» Objective
Pick out every line below that contains the string "green" and copy each one in full. Case counts.

----------

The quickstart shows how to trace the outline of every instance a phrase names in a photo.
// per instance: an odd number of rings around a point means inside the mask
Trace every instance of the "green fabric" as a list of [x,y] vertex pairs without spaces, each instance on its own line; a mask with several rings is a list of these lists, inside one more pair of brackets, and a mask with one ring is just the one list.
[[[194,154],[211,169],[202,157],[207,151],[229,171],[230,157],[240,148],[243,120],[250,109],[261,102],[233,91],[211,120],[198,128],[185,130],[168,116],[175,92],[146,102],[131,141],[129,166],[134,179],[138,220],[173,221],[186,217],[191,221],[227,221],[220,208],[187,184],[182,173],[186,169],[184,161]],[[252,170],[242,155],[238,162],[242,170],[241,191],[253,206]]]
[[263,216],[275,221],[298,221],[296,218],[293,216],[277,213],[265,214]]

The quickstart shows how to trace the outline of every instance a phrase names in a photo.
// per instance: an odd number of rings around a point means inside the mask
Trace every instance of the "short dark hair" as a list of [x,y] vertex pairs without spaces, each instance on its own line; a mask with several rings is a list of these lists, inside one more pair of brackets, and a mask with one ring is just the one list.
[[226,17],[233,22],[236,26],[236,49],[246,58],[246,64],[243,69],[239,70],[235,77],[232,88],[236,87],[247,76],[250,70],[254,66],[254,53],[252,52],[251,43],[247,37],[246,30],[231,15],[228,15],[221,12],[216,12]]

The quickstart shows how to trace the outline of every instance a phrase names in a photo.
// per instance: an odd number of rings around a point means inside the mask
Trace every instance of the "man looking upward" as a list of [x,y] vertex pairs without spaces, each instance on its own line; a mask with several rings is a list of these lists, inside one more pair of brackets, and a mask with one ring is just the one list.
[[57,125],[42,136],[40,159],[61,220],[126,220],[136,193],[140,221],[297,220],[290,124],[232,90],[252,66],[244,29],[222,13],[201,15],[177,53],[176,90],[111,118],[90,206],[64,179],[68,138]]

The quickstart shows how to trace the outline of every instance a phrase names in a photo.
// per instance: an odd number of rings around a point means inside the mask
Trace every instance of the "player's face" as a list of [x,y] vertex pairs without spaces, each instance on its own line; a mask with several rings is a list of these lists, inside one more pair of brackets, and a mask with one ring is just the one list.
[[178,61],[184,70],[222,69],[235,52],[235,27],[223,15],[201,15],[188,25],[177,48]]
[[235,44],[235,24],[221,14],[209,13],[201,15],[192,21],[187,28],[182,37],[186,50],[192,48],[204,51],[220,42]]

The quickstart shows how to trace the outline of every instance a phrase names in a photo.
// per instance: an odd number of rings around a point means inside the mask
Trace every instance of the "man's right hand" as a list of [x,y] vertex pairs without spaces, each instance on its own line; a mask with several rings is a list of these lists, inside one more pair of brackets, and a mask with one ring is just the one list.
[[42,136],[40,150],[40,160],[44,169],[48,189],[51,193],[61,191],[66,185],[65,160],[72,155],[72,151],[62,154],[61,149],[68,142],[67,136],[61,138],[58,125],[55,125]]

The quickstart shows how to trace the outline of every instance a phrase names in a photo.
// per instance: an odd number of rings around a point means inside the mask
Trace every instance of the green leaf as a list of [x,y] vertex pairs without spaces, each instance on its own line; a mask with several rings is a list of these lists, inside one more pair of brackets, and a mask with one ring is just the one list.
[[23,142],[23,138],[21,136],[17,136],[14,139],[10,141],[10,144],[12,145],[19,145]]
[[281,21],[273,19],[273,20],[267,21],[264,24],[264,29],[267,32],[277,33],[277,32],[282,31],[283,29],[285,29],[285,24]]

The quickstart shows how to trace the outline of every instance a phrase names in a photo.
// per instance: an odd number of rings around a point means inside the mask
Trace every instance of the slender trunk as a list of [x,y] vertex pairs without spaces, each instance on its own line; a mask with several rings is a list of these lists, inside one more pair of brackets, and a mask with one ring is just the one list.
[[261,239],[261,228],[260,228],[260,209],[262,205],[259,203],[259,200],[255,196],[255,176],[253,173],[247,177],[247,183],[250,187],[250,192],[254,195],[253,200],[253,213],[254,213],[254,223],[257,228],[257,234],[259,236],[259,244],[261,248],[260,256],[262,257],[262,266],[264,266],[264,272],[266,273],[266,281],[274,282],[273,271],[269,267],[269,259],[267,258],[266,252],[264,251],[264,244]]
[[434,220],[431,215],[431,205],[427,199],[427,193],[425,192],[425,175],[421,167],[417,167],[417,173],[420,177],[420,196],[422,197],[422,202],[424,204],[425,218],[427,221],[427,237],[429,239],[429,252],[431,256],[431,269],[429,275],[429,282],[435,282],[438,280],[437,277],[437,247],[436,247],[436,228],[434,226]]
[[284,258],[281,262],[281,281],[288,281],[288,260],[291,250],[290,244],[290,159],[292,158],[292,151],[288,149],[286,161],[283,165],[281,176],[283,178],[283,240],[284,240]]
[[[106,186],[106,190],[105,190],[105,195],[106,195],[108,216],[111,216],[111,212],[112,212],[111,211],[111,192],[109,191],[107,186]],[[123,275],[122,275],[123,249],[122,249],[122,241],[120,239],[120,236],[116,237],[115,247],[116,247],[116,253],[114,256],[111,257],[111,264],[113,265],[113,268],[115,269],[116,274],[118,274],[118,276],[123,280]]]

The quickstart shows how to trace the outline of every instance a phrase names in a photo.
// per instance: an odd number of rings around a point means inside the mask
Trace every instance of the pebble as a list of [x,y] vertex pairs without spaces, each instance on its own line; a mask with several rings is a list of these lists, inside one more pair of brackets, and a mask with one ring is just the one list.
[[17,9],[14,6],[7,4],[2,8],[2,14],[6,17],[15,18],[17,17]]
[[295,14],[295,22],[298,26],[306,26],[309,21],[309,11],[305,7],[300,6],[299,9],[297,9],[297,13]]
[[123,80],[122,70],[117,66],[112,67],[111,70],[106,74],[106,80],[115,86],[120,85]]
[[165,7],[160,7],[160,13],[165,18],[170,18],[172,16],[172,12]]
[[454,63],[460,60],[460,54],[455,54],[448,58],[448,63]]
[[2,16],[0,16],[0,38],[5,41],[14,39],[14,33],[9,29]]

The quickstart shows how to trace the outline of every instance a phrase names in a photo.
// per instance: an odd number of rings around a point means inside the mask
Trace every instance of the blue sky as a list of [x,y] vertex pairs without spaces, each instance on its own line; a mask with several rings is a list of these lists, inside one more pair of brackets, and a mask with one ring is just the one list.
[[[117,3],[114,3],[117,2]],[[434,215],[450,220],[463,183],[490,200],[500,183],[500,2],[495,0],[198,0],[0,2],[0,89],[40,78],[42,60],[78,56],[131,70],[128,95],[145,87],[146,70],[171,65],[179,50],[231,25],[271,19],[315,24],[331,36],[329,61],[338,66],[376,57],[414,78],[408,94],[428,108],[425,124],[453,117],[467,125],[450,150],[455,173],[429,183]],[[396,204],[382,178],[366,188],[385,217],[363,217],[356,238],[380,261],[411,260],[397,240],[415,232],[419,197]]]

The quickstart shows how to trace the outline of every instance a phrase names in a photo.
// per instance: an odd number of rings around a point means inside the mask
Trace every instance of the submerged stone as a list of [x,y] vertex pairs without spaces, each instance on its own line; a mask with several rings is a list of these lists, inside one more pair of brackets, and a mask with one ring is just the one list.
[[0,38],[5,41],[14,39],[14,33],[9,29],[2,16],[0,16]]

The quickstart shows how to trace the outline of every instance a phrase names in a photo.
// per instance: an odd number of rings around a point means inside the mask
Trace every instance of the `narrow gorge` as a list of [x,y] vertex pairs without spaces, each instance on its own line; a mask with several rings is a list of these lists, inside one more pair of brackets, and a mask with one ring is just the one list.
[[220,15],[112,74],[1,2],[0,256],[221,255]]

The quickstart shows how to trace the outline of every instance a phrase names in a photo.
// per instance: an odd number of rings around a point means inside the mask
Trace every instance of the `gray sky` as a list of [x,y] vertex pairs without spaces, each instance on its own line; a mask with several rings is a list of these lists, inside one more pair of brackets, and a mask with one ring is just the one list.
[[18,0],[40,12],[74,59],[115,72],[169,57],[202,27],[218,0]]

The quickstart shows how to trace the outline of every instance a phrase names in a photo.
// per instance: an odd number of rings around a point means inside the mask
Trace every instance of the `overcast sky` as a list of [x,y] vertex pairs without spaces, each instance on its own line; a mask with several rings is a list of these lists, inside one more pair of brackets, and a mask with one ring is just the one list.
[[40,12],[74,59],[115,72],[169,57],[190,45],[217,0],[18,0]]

----------

» Reply
Trace every instance of the "green fabric" as a list of [x,y] vertex pairs without spaces, each instance on its own line; a mask with several rings is a list of these lists, inside one more pair of brackets, and a mask with one ring is just the one list.
Trace every instance of the green leaf as a list of [x,y] vertex pairs without spaces, each instance on its own line; a mask with several rings is a list of these lists, inside one more pair of brackets, and a mask with one ring is just the one list.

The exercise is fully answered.